* **The problem**
Reproduce the items below, switching every occurrence of "Put a dot there" to "Place a mark there" and leaving everything else unchanged.

(Data lines)

--*--

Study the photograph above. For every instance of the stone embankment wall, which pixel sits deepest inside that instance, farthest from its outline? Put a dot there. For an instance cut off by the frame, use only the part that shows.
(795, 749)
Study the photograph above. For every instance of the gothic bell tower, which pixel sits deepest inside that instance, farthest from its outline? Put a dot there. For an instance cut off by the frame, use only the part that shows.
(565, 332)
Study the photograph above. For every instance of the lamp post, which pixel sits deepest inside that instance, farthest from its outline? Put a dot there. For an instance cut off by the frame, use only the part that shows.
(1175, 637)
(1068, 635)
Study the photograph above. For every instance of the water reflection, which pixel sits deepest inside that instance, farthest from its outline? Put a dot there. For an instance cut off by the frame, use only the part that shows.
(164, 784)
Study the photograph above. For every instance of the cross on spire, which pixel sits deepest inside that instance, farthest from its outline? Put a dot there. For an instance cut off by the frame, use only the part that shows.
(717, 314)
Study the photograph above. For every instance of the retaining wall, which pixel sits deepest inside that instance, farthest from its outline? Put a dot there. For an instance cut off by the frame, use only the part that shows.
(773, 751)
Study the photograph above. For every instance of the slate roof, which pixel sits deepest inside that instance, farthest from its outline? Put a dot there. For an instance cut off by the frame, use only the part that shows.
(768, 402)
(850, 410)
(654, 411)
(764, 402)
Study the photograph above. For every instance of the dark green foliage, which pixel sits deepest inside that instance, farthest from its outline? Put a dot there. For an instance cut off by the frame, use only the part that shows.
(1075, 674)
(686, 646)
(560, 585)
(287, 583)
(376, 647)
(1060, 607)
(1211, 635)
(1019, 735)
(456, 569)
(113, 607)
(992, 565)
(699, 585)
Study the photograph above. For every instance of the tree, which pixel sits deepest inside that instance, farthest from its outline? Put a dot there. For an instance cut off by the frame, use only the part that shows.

--*--

* **Solution**
Study the photograph above. For every instance of the stone embankment wall, which pixel sits deepest inside that instance, farthest from its outline? Place a mark there. For an instance cut off by the frame, use only the part that shows.
(795, 749)
Study the photograph above. For every instance of the gothic bell tower, which pixel sits deepest inside that instance, farthest from its outline? Place a mark there. For an instance cut off by the frame, use only the part that shows.
(565, 332)
Study the photograph above. For every instance of the lamp post, which pixel sits deepest inside that instance, farthest from its outline? Place a mark there. For an instance cut off by the frame, use only the part that shows.
(1175, 637)
(1068, 635)
Study the photograph above. For every instance of the water reflection, which pixel sits deepest inside that instance, farthest from its outline? Place a mark there. For an instance cut off by the frame, use only the part that shows.
(164, 784)
Study the photograph above. For every instance of the cross on spire, which pixel sits deepest inside that instance, farthest from its outline? Place a mark there. For an instance cut off by the frame, use only the part that shows.
(717, 314)
Study the photograph above. For every instance of the retaining wall, which pixel sits deepest inside that instance, farthest from its outline? Place a mark there. For an instance cut off by the frame, use only the part that shows.
(773, 751)
Study the photograph above. For every instance of the slate roof, which pixel sits deepest inside that instance, farthest from its outline? Place a mark there. For an instance cut off by the frame, use only the part that shows.
(768, 402)
(850, 410)
(654, 411)
(764, 402)
Study the photograph above. For every instance of the dark green foliage, which pixel sits deepest inside that instance, farthest from its outline? Place a mark there. For an instance cut off by the frame, use only the part that shows.
(1075, 674)
(686, 646)
(560, 585)
(287, 583)
(376, 647)
(1060, 607)
(1211, 635)
(1019, 735)
(456, 569)
(113, 607)
(992, 565)
(699, 585)
Study the photograph above. For every instance of the tree, which pixel sits deepest inside that instance, farthest from its outline? Place a mark there. For an instance cut off by the frame, use only the part that shows.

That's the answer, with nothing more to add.